> 指示 A: 本文で食事介助の具体例に出てくる用具をすべて挙げてください。
> 指示 B: 本文の「生活リハビリとは、生活上の動」から下へ「夫をこらすのがポイントです。」までのすべてを、「介助者」を「支援者」に入れ替えて書き出してください。

> 本文:
+ + +
介護福祉士が行う生活リハビリとは?ステップアップに役立つ資格も
リハビリと聞いて、リハビリ専門職が行う訓練や施術をイメージする方もいるのではないでしょうか。一方で、生活リハビリは、食事・入浴・排泄などの介助を通じて利用者さんの自立を支援するリハビリの一種で、国家資格の有無に関わらず実践できます。
当記事では、介護職が介護現場で実践できる生活リハビリの種類や、介護職が生活リハビリを実践する目的を解説します。介護福祉士のステップアップにおすすめのリハビリ資格も紹介するため、リハビリに関する知識や、介護のスキルアップに興味のある方は参考にしてください。
目次
1.介護福祉士など介護職が実践できる「生活リハビリ」とは?
生活リハビリとは、生活上の動作を利用者さんができる限り自分で行うようにサポートし、利用者さんの自立を支援する取り組みを指します。リハビリ(リハビリテーション)の語源は、ラテン語の「re」と「habilis」が組み合わさったもので、意味は「再び適切な状態にすること」です。リハビリには、対象者が自分らしい生活を取り戻すために行われる訓練・支援全般が含まれます。その中で、介護福祉士などの介護職員が利用者さんに対して実践できるリハビリが生活リハビリです。
ここでは、介護職が担う生活リハビリを3種類紹介します。
食事介助
食事介助では、利用者さんがなるべく自分で食事ができるよう介助者がサポートします。具体例は下記の通りです。
・片手が不自由な利用者さんがお椀を持たずに食事ができるよう、食器の下に滑り止めマットを敷く
・利用者さんの身体の状態を見ながら、使いやすい形状の箸・スプーンを取り入れる
・座位が不安定な方が、姿勢を保てるようクッションやタオルを使う
・利用者さんの嚥下状態に合わせて、飲み込みにくい料理はとろみをつけたり細かく刻んだりして食べやすいように調整する
介助者は利用者さんの状態を観察し、利用者さんが自分で食べることを長く楽しめるような工夫をこらすのがポイントです。
+ + +
> データ一覧:

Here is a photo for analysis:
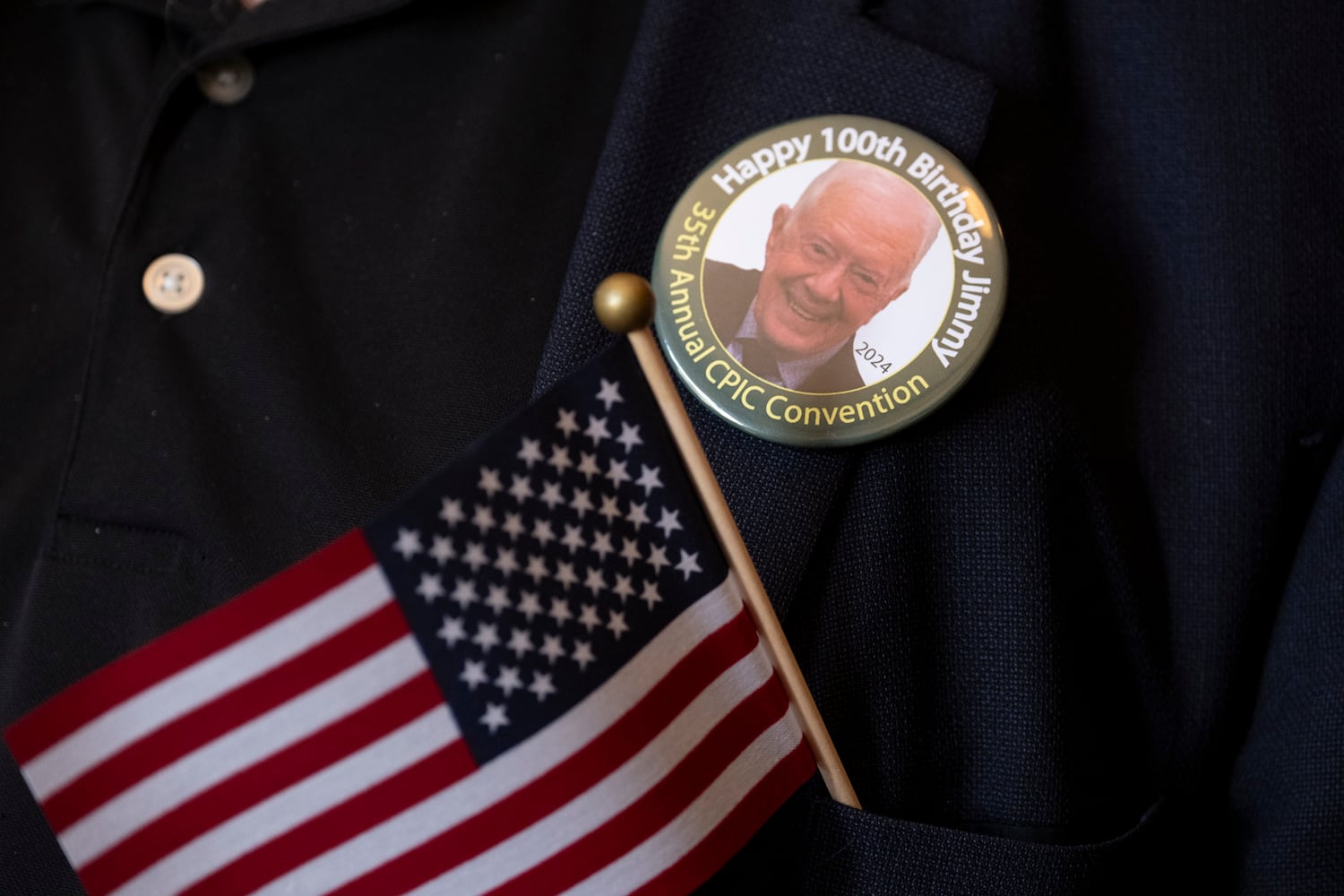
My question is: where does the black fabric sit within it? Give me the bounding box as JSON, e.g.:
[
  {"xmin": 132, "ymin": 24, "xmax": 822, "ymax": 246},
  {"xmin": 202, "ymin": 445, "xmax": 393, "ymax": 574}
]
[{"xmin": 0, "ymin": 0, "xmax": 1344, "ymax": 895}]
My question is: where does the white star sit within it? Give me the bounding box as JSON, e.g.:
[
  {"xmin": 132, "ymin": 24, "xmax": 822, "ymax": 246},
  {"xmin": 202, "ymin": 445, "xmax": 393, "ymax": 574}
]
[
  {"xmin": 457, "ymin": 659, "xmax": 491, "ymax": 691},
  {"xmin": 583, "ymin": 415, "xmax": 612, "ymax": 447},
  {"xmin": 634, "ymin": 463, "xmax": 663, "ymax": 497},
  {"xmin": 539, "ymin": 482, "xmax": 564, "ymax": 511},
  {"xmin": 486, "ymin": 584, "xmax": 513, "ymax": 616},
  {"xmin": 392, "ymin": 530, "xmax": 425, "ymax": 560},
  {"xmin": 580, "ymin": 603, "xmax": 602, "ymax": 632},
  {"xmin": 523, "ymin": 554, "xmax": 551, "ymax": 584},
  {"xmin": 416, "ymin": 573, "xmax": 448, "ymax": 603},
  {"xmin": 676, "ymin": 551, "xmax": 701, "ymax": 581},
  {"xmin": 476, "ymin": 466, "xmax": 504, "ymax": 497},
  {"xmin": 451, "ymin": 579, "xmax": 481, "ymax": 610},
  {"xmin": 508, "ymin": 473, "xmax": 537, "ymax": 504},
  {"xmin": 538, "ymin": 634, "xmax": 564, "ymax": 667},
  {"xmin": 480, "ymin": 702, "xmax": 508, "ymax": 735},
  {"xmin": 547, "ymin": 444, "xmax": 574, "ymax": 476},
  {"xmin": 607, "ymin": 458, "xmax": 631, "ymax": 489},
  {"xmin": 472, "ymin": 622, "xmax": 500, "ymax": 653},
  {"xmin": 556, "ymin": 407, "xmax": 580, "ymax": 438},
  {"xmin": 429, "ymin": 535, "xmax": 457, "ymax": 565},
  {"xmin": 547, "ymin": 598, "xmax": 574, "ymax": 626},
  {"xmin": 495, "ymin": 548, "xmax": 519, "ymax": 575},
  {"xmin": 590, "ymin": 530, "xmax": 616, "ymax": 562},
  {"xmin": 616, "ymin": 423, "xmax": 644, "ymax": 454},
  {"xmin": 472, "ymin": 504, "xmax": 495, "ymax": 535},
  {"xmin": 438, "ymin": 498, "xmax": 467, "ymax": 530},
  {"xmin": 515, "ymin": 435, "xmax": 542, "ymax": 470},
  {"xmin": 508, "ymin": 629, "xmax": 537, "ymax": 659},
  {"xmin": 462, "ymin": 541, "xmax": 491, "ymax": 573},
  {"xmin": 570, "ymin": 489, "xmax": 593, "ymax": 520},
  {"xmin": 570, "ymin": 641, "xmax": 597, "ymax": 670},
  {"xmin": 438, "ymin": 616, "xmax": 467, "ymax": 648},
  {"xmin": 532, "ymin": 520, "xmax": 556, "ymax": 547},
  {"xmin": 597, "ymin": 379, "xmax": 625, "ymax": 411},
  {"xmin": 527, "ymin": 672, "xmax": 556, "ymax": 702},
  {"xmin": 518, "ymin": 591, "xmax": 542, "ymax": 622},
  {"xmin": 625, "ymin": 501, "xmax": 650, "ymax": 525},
+ + +
> 結果 A: 滑り止めマット、箸、スプーン、クッション、タオル

> 結果 B:
生活リハビリとは、生活上の動作を利用者さんができる限り自分で行うようにサポートし、利用者さんの自立を支援する取り組みを指します。リハビリ(リハビリテーション)の語源は、ラテン語の「re」と「habilis」が組み合わさったもので、意味は「再び適切な状態にすること」です。リハビリには、対象者が自分らしい生活を取り戻すために行われる訓練・支援全般が含まれます。その中で、介護福祉士などの介護職員が利用者さんに対して実践できるリハビリが生活リハビリです。
ここでは、介護職が担う生活リハビリを3種類紹介します。
食事介助
食事介助では、利用者さんがなるべく自分で食事ができるよう支援者がサポートします。具体例は下記の通りです。
・片手が不自由な利用者さんがお椀を持たずに食事ができるよう、食器の下に滑り止めマットを敷く
・利用者さんの身体の状態を見ながら、使いやすい形状の箸・スプーンを取り入れる
・座位が不安定な方が、姿勢を保てるようクッションやタオルを使う
・利用者さんの嚥下状態に合わせて、飲み込みにくい料理はとろみをつけたり細かく刻んだりして食べやすいように調整する
支援者は利用者さんの状態を観察し、利用者さんが自分で食べることを長く楽しめるような工夫をこらすのがポイントです。